● DATA PROVIDED:
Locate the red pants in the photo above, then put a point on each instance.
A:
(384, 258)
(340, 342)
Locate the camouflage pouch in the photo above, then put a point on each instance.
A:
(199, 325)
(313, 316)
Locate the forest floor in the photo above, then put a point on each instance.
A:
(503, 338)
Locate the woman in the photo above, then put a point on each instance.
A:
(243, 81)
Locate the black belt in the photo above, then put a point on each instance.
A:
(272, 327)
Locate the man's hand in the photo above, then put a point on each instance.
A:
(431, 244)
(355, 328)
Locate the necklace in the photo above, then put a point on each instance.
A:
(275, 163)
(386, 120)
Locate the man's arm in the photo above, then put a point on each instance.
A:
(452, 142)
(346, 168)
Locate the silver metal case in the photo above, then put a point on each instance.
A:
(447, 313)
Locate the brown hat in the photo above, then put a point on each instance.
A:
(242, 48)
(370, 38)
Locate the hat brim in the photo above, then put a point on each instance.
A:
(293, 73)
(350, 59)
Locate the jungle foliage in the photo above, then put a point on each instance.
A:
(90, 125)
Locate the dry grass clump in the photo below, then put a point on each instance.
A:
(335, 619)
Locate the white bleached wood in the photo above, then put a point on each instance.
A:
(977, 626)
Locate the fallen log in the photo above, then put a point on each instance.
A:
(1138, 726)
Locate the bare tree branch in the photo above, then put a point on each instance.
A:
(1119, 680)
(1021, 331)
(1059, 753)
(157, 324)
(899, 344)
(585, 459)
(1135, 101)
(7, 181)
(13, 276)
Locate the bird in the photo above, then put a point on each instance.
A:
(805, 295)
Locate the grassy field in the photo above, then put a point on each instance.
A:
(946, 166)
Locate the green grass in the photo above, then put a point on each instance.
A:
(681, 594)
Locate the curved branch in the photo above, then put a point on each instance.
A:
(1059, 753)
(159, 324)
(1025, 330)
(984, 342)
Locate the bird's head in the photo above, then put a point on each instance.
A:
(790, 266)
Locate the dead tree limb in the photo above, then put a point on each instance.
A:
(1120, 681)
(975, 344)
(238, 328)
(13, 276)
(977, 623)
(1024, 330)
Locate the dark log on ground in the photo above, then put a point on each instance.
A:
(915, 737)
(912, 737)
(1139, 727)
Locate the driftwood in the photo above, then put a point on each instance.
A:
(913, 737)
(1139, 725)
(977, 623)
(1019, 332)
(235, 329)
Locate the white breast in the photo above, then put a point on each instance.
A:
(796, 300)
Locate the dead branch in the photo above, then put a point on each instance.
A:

● EXERCISE AIM: Please output all the lines above exactly as given.

● YOUR SOLUTION:
Locate the red pants in the photo above, then put a point on each instance.
A:
(384, 258)
(340, 342)
Locate the camouflage pouch in the photo above, then put a point on each instance.
A:
(199, 325)
(313, 316)
Locate the forest floor in the photo above, then put a point on each instance.
A:
(503, 338)
Locate the woman in the photo above, then put a point on each instance.
A:
(243, 81)
Locate the black belt in the photo above, then put a point on each instance.
A:
(272, 327)
Locate the man's hand in the photo above, then put a point on each instance.
A:
(431, 244)
(355, 328)
Locate the necklace in the photo above, then put a point on each instance.
A:
(275, 163)
(386, 120)
Locate the man's arm in the photo above, then put a point on each instance.
A:
(452, 142)
(346, 168)
Locate the silver metal case in the photo above, then put a point on each instance.
A:
(447, 313)
Locate the brown hat in the photo above, then put a point on each instance.
A:
(242, 48)
(370, 38)
Locate the hat brim in the photo above, then put a point on each instance.
A:
(293, 73)
(350, 59)
Locate the jungle foliage in the photo above, then put a point on each instance.
A:
(90, 125)
Locate the dry grass clump in the photo below, then put a point on each instance.
A:
(335, 619)
Locate the white bleached wood in the photo above, then put a point on each instance.
A:
(977, 626)
Locate the fallen log in the photo above, then put a point on each instance.
A:
(1138, 726)
Locate the bare tree branch in the photo above, then put a point on each instance.
A:
(1119, 680)
(1021, 331)
(1059, 753)
(157, 324)
(899, 344)
(585, 459)
(1135, 101)
(7, 181)
(13, 276)
Locate the bird in the photo above, then put a point on each instance.
A:
(805, 295)
Locate the grassy field in the photo above, then put a point on each instance.
A:
(946, 166)
Locate the green grass in the photo above, then put a point on each instance.
A:
(681, 594)
Locate the curved branch in the photo above, then put a point on each instance.
A:
(1059, 753)
(159, 324)
(1025, 330)
(984, 342)
Locate the bird's head in the photo above, then put a point on each instance.
A:
(790, 266)
Locate the dead tree limb in the photo above, then put a point on each instance.
A:
(1120, 681)
(975, 344)
(238, 328)
(13, 276)
(977, 623)
(1024, 330)
Locate the dark log on ground in the photo above, then put a point on each instance.
A:
(915, 737)
(912, 737)
(1139, 727)
Locate the driftwood in the photo above, then put a point on each instance.
A:
(913, 737)
(1139, 725)
(977, 623)
(1019, 332)
(235, 329)
Locate the white breast in the photo above, then put a point on each instance.
A:
(796, 300)
Locate the dead branch in the photo above, then put a point on each instance.
A:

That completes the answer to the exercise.